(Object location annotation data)
+ + + + +

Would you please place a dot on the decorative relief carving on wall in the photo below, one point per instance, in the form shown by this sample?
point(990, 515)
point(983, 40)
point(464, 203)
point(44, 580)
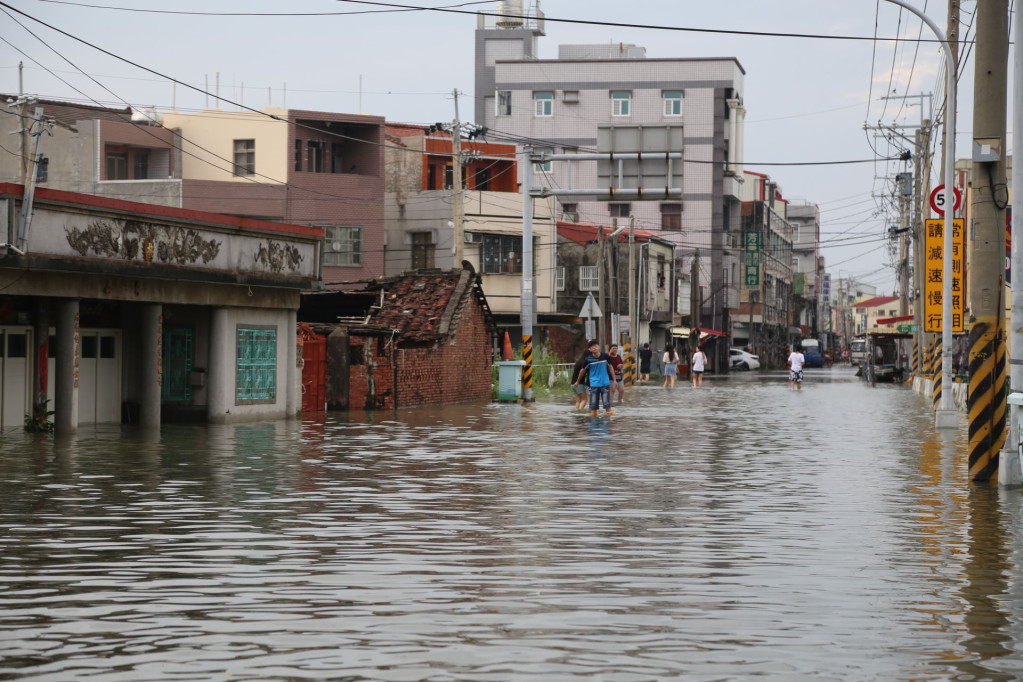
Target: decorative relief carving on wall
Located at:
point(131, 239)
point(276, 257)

+ + + + +

Your task:
Rewrite the items with "Located at" changed to "Found at" and everything else left as it is, leaving out the pictures.

Problem solution:
Would you please place a dot on the decorative relief carving on wall in the photo below, one point per instance, in the form shown by this sample?
point(990, 515)
point(983, 40)
point(464, 203)
point(44, 580)
Target: decorative relief carving on wall
Found at:
point(131, 239)
point(276, 257)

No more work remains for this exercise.